- What needs to be done -
Each of the lines below must be restated exactly.

== Segment start ==

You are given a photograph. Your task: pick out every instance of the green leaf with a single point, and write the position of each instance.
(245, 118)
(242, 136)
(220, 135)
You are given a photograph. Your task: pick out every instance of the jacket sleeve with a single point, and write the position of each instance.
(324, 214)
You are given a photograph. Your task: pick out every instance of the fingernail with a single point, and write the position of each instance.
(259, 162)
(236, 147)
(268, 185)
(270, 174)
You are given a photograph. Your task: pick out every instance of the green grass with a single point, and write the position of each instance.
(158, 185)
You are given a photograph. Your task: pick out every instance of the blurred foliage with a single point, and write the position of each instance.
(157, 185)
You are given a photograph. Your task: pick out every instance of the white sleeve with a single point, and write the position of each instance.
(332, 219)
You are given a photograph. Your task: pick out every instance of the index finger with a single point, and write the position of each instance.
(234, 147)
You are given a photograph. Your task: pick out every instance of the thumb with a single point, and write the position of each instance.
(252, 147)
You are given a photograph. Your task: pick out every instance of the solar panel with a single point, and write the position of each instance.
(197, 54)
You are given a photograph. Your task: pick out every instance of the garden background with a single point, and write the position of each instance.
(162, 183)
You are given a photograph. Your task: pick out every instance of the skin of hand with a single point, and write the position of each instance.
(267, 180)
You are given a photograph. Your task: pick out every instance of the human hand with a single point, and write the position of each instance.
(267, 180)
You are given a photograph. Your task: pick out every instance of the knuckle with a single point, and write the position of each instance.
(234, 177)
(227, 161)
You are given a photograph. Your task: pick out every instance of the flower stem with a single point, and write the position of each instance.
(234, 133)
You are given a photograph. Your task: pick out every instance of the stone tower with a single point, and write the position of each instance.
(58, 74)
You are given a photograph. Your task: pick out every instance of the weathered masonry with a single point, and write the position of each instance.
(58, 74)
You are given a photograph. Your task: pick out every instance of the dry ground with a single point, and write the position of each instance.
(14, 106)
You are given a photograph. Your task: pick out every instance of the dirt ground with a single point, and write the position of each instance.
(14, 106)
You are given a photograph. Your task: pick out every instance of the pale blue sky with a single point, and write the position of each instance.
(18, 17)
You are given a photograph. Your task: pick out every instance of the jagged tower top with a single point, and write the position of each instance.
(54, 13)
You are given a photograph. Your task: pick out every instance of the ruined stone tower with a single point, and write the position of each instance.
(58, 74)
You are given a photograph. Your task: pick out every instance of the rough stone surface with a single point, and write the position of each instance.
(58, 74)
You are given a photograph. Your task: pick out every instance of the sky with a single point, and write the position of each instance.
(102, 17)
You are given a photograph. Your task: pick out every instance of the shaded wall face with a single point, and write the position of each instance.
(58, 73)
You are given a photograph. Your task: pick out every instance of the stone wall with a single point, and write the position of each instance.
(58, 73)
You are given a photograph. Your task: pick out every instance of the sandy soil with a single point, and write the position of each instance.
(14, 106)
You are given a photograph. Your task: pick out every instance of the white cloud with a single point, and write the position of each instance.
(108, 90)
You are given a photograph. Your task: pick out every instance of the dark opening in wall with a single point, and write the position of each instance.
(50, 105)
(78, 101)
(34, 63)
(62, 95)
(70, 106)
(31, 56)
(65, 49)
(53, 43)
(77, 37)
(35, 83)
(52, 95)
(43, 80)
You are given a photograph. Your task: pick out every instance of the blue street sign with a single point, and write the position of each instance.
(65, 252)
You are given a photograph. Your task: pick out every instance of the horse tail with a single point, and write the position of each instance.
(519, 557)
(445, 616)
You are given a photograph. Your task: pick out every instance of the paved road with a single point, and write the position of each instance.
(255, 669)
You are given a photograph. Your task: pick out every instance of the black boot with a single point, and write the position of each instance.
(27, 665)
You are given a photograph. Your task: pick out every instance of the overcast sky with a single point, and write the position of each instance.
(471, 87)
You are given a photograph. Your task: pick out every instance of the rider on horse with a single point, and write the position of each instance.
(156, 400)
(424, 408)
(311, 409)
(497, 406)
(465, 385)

== Segment end ==

- Solution to the problem -
You are given a photograph. Your task: pick out every instance of the green leaf with a single point, and write the position of each instance.
(245, 118)
(242, 136)
(220, 135)
You are given a photograph. Your task: pick out every instance of the jacket sleeve with a single point, and write the position of each instance.
(324, 214)
You are given a photograph. Your task: pick out every instance of the fingernail with a single point, and write the position of each instance.
(259, 162)
(236, 147)
(268, 185)
(270, 174)
You are given a photograph. Your task: pick out every instance of the green grass with a single point, and write the position of each instance.
(158, 185)
You are given a photograph. Your task: pick out every instance of the blurred foliage with a single point, and write the position of each instance.
(157, 185)
You are given a photograph. Your task: pick out every instance of the white sleeve with a single point, and write the position of each instance.
(332, 219)
You are given a photograph. Your task: pick out every instance of the index finger with a single point, and write the position of each instance.
(234, 147)
You are given a photograph. Your task: pick out every instance of the thumb with a single point, and write the position of each instance.
(252, 147)
You are given a photograph. Your task: pick out every instance of the solar panel with a single point, and write the position of each instance.
(197, 54)
You are given a photograph. Your task: pick out every instance of the garden background with a single point, and write the position of each instance.
(162, 183)
You are given a photograph. Your task: pick out every instance of the skin of hand with a single point, and write the position of each instance.
(267, 180)
You are given a photograph. Your task: pick out every instance of the human hand with a single point, and write the position of each instance.
(267, 180)
You are given a photograph. Your task: pick out every instance of the knuckle with a single point, and write the position of each instance.
(234, 177)
(227, 161)
You are given a photograph. Your task: pick out every instance of the flower stem with a single point, and write the position of each instance.
(234, 133)
You are given a photograph. Your task: pick out every instance of the stone tower with a single point, and write the position of each instance.
(58, 74)
You are given a photograph. Your task: pick out every instance of the weathered masonry with a single point, and write the position of each instance.
(58, 74)
You are given a photograph. Your task: pick out every instance of the dry ground with a single point, and write the position of each instance.
(14, 106)
You are given a photograph. Your task: pick out every instance of the dirt ground with a single point, and write the position of each instance.
(14, 106)
You are given a photograph. Your task: pick out every instance of the pale blue sky with a single point, and write the position of each instance.
(18, 17)
You are given a photograph. Your task: pick out every instance of the jagged tower top with a single point, and write the position of each instance.
(54, 13)
You are given a photograph. Your task: pick out every instance of the ruined stone tower with a single point, and write the position of each instance.
(58, 74)
You are given a photograph. Your task: pick out every instance of the rough stone surface with a single point, and write the position of each instance.
(58, 74)
You are given a photograph. Your task: pick out every instance of the sky with a single point, and write the position of each instance.
(102, 17)
You are given a photograph. Your task: pick out every instance of the shaded wall face with a single point, and write the position of each instance.
(58, 73)
You are given a photograph. Your task: pick out every instance of the stone wall with a single point, and write the position of each instance.
(58, 73)
You are given a photograph. Your task: pick out every instance of the sandy soil with a single point, and write the position of each instance.
(14, 106)
You are given a photograph. Your task: pick out every instance of the white cloud with a single point, and write the position of each instance.
(108, 90)
You are given a photograph. Your task: pick out every instance of the dark opening in wall with a single point, and write the position of each instance.
(50, 105)
(78, 101)
(34, 63)
(62, 95)
(70, 106)
(31, 56)
(65, 49)
(53, 43)
(77, 37)
(35, 83)
(52, 95)
(43, 80)
You are given a photograph. Your task: pick out every instance of the blue street sign with a single point, and write the position of each instance.
(65, 252)
You are given a photograph. Your task: pick out every instance of the horse tail with a single point, and write the position of each instance.
(519, 557)
(445, 616)
You are given a photograph. Your task: pick out every instance of the paved road with a single point, and write the position of each instance.
(255, 669)
You are given a photograph. Your task: pick out every instance of the black boot with a single point, and write the position of each instance.
(27, 665)
You are given a photograph. Your task: pick out every instance of the overcast sky with a single point, and write the position of each instance.
(471, 87)
You are given a photograph. Your task: pick out every instance of the rider on horse with a single point, and write the position of each instance.
(156, 400)
(424, 408)
(311, 409)
(497, 406)
(465, 385)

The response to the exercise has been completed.